• [Work to complete]: Could you rewrite the material below so that every "one point per instance" becomes "a single point for each instance", with nothing else altered?

## start Input

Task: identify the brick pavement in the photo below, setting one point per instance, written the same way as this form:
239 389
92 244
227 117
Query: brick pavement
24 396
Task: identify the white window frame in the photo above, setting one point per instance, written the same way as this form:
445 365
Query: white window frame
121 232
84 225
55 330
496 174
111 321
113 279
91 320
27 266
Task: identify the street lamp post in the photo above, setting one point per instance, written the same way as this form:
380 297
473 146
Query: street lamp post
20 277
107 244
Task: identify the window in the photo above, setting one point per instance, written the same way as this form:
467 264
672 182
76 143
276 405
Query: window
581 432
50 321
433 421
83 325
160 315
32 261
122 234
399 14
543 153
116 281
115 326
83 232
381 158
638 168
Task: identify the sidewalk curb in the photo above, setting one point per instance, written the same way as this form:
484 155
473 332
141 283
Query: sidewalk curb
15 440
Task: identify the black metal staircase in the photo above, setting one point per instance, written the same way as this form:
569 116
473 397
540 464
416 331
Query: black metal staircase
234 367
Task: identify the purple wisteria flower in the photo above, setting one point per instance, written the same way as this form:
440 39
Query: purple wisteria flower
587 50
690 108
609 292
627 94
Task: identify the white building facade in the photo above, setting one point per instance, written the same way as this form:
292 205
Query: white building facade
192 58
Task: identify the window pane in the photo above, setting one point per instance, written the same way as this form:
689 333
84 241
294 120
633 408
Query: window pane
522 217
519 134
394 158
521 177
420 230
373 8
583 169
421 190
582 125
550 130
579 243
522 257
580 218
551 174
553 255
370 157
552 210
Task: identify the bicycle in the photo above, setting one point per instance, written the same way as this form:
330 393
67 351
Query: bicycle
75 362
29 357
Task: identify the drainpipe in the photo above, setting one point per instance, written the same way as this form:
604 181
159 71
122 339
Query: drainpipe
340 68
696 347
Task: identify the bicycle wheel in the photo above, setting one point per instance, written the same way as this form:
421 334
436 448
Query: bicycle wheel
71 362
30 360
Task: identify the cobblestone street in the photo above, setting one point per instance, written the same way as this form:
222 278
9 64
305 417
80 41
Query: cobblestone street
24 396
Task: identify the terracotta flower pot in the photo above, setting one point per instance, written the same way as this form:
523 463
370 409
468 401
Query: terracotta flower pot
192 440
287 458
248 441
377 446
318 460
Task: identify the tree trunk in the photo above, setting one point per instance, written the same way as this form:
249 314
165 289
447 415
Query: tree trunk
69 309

## end Input

• [Output below]:
Task: identify the brick pavement in the photo below, setting a single point for each instance, written the same way as this form:
239 389
92 244
227 117
Query: brick pavement
24 396
Task: identify the white window frame in the photo above, setting a single point for each instance, written the same way as this form:
445 365
Query: white window frame
121 232
84 225
55 330
496 174
111 321
113 279
91 320
27 266
Task: identify the street lamp post in the photo above, setting a single point for each instance, written the same way as this form:
380 297
473 146
Query: street lamp post
20 277
107 244
Task: identify the window in the photo above, setting a single point for each instance, written the same way as this form:
467 264
672 182
76 143
276 405
Query: window
581 432
50 321
433 421
83 325
160 315
32 261
122 234
399 14
543 153
116 281
115 326
83 232
381 158
638 168
Task: identify the sidewalk curb in the photo above, setting a single point for each instance, written the same way as this form:
484 155
473 332
141 283
Query: sidewalk curb
15 440
Task: identify the black metal staircase in the photo above, setting a single point for each instance, written the same way as this form:
569 116
473 397
540 464
416 331
Query: black metal staircase
234 367
Task: identify the purple wisteria flower in the photo above, setting a single point for each instance, written the same way as this form:
440 39
Query: purple wisteria flower
587 50
690 108
609 292
627 94
Task: identify the white building facade in the photo above, setting a single point for each instance, written the same way as this form:
292 205
Query: white building facade
192 58
Task: identify the window pane in the photo above, setting a single point for each instance, written the same way as this form:
689 333
84 241
294 120
633 408
Query: window pane
522 217
519 134
394 158
521 177
420 230
373 8
583 169
421 190
582 125
550 130
579 243
522 257
580 218
551 174
553 255
370 157
552 210
Task: identify the bicycle in the photo above, setting a single point for each instance, written the same way as this form:
330 393
67 351
Query: bicycle
75 362
29 357
Task: identify the drainpipe in the photo above, setting a single point for each instance, written the same way as this form:
604 181
159 71
122 339
Query: drainpipe
340 68
696 347
Task: identify the bicycle wheel in the photo above, setting a single point for each instance, written the same way as this form:
421 334
436 448
Query: bicycle wheel
71 362
30 360
Task: identify the cobblestone street in the photo above, setting a single point for each instance, written the same way as this form:
222 278
9 64
305 417
80 41
Query: cobblestone street
24 396
Task: identify the terracotta flower pot in the photo above, setting a single point for each instance, written the same way as this form:
523 463
370 409
468 401
Query: terracotta flower pot
192 440
287 458
248 441
377 446
318 460
Task: identify the tree trunk in the photo above, setting a single point for each instance, written the same way as this form:
249 314
165 289
447 415
Query: tree trunk
69 309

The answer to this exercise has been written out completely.